* _Text for analysis_
Life Between Buildings is accompanied by a dynamic series of programs, performances, and collaborations:

On June 11 and 12, 2022, Aki Onda will present a new iteration of his sound piece Cassette Memories in community gardens in the Lower East Side.

On July 9, 2022, taking place in the public plaza in front of the museum’s main entrance, MoMA PS1 presents an afternoon of readings by poets, writers, artists, and gardeners. Reflective of — and reflecting on ways the ways that the city seeps into language, the speakers explore the intertwined histories of artmaking and struggles for common and green space in New York City.

On July 29, 30, and 31, 2022, the PS1 Courtyard will host large-scale performances by Poncili Creación a collective based in Puerto Rico, with roots in DIY performance, puppetry, and street theater.

Through the summer and fall, Growing Abolition, a multipart project by Jackie Sumell & The Lower Eastside Girls Club, will be presented in PS1’s Courtyard. Encompassing a greenhouse, plantings, and internship program focusing on the intersection of environmentalism and prison abolition, Growing Abolition emerges from a multi-year collaboration between Sumell, the Lower Eastside Girls Club, and MoMA PS1. An offshoot of Sumell’s celebrated Solitary Gardens project, the greenhouse is scaled to the footprint of a solitary confinement cell from a maximum security prison — transforming a space of confinement into one of possibility. Reflecting on a history of community gardens in New York City, the project also considers how urban gardens can exist as expressions of love, as much as resistance. Growing Abolition will expand organically from spring to fall, both within the museum’s Courtyard and beyond.

* _Extracted entries_
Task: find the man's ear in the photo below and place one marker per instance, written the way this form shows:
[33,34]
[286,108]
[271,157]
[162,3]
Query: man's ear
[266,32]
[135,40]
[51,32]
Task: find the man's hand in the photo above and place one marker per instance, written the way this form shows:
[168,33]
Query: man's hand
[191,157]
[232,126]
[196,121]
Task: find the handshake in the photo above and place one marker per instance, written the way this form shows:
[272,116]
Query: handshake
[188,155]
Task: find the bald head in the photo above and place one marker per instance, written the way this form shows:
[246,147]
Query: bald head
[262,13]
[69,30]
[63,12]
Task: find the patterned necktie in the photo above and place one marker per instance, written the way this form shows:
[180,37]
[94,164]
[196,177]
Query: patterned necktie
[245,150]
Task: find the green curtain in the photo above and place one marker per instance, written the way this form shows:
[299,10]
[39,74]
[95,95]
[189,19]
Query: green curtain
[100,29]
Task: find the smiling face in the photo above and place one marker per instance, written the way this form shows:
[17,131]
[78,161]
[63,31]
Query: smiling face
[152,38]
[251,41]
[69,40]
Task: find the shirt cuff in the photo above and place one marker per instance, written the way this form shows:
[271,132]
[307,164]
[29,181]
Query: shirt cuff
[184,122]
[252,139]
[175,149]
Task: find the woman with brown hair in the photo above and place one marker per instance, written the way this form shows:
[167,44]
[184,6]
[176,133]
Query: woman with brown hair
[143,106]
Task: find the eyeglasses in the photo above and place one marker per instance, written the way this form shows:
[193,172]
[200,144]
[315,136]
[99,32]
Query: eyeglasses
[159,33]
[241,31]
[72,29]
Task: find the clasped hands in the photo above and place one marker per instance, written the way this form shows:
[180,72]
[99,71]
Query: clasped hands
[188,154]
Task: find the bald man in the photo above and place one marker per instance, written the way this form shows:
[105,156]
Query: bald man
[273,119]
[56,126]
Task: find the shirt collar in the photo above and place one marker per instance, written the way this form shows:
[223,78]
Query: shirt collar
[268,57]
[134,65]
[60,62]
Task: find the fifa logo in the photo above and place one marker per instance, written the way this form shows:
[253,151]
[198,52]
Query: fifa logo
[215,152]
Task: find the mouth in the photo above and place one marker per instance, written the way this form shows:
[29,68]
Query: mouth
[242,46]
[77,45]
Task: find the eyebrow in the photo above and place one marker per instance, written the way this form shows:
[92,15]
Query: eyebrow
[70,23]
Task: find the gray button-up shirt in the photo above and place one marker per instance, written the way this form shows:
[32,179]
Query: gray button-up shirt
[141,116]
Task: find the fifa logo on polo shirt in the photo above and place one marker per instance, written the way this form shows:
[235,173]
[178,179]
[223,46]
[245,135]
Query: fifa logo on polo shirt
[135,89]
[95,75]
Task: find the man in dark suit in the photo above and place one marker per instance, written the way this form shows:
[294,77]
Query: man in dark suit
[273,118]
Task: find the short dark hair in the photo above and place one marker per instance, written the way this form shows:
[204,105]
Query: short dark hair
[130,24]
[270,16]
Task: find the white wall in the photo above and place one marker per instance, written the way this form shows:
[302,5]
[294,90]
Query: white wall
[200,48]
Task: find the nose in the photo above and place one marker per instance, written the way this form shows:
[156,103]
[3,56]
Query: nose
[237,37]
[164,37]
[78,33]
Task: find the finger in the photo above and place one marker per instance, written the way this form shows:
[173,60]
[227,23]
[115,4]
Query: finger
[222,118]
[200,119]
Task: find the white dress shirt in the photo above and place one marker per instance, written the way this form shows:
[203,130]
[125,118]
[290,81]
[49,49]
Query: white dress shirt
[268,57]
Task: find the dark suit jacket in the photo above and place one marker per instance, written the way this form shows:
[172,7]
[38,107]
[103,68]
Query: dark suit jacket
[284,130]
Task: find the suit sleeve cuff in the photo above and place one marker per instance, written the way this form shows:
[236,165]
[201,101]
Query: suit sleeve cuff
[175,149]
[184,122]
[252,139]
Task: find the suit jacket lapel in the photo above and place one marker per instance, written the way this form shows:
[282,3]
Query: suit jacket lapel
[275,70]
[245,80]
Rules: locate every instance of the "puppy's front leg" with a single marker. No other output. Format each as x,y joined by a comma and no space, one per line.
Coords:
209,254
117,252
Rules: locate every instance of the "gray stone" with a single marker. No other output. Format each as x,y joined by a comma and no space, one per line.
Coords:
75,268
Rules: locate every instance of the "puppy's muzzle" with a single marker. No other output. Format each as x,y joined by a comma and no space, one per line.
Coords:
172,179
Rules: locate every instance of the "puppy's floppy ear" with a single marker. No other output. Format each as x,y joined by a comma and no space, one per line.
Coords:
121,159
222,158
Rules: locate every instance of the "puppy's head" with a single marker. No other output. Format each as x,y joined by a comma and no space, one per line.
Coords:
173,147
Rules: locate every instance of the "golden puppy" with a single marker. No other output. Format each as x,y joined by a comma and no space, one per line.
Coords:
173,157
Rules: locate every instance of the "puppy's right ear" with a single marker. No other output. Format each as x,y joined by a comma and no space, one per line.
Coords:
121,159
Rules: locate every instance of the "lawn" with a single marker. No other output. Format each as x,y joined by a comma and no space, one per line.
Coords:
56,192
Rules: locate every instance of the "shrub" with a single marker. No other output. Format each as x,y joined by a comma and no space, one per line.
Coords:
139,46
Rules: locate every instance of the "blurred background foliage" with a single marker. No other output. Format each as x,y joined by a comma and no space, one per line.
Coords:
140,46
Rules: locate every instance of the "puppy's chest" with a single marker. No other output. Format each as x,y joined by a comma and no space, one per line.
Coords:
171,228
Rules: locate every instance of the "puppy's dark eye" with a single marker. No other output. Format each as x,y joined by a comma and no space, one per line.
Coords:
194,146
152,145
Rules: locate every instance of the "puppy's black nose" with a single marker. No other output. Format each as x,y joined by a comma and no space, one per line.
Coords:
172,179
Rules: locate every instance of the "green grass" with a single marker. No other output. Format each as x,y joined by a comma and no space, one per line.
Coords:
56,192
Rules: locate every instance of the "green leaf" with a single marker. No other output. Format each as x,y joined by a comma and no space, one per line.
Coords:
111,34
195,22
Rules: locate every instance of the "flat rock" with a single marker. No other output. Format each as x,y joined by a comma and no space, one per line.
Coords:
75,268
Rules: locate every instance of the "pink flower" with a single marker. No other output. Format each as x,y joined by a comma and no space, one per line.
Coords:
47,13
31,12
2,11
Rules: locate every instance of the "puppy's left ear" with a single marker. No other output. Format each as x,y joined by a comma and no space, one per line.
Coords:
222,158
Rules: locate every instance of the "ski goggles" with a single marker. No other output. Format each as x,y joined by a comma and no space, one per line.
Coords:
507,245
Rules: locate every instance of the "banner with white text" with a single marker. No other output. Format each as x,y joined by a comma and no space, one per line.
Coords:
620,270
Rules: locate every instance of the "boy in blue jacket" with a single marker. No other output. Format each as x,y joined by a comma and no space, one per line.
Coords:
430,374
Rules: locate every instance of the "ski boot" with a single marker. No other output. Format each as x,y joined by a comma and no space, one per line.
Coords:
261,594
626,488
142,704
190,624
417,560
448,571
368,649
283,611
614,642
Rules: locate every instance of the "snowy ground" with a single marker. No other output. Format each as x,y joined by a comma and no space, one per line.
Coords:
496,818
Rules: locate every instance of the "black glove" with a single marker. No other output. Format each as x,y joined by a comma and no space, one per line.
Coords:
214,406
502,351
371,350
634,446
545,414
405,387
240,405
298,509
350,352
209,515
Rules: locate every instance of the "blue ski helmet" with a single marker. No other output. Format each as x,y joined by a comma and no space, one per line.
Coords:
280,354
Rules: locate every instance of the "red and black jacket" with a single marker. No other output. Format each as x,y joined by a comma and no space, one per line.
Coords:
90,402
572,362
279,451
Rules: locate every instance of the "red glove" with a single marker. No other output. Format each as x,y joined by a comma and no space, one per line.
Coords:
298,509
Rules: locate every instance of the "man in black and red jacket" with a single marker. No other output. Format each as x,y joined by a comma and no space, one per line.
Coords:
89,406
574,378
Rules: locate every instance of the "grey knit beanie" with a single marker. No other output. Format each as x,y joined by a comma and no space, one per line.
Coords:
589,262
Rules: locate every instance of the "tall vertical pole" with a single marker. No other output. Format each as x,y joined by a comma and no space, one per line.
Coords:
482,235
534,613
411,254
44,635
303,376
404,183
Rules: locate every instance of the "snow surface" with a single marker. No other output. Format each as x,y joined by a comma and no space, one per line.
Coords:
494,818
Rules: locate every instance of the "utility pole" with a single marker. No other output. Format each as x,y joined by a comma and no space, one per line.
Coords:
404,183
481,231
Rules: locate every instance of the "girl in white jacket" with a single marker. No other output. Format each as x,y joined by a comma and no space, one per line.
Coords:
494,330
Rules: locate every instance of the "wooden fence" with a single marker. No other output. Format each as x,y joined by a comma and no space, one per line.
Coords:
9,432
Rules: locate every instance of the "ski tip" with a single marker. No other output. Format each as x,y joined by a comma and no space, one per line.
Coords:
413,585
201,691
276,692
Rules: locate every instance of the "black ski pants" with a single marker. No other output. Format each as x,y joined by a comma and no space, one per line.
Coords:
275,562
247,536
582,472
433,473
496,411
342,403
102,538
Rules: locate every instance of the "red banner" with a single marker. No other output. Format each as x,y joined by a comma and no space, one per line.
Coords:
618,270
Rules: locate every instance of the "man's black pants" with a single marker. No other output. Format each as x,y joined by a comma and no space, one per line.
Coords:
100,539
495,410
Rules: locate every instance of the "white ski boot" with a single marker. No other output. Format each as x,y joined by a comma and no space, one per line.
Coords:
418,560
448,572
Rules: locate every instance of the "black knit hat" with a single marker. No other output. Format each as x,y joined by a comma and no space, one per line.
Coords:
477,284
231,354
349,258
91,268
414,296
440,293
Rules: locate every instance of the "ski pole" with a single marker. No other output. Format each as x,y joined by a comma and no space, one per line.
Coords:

* _The problem_
Could you reproduce the full text about the programs accompanying Life Between Buildings, which appears above the rows, word for word?

* _Result of this exercise_
Life Between Buildings is accompanied by a dynamic series of programs, performances, and collaborations:

On June 11 and 12, 2022, Aki Onda will present a new iteration of his sound piece Cassette Memories in community gardens in the Lower East Side.

On July 9, 2022, taking place in the public plaza in front of the museum’s main entrance, MoMA PS1 presents an afternoon of readings by poets, writers, artists, and gardeners. Reflective of — and reflecting on ways the ways that the city seeps into language, the speakers explore the intertwined histories of artmaking and struggles for common and green space in New York City.

On July 29, 30, and 31, 2022, the PS1 Courtyard will host large-scale performances by Poncili Creación a collective based in Puerto Rico, with roots in DIY performance, puppetry, and street theater.

Through the summer and fall, Growing Abolition, a multipart project by Jackie Sumell & The Lower Eastside Girls Club, will be presented in PS1’s Courtyard. Encompassing a greenhouse, plantings, and internship program focusing on the intersection of environmentalism and prison abolition, Growing Abolition emerges from a multi-year collaboration between Sumell, the Lower Eastside Girls Club, and MoMA PS1. An offshoot of Sumell’s celebrated Solitary Gardens project, the greenhouse is scaled to the footprint of a solitary confinement cell from a maximum security prison — transforming a space of confinement into one of possibility. Reflecting on a history of community gardens in New York City, the project also considers how urban gardens can exist as expressions of love, as much as resistance. Growing Abolition will expand organically from spring to fall, both within the museum’s Courtyard and beyond.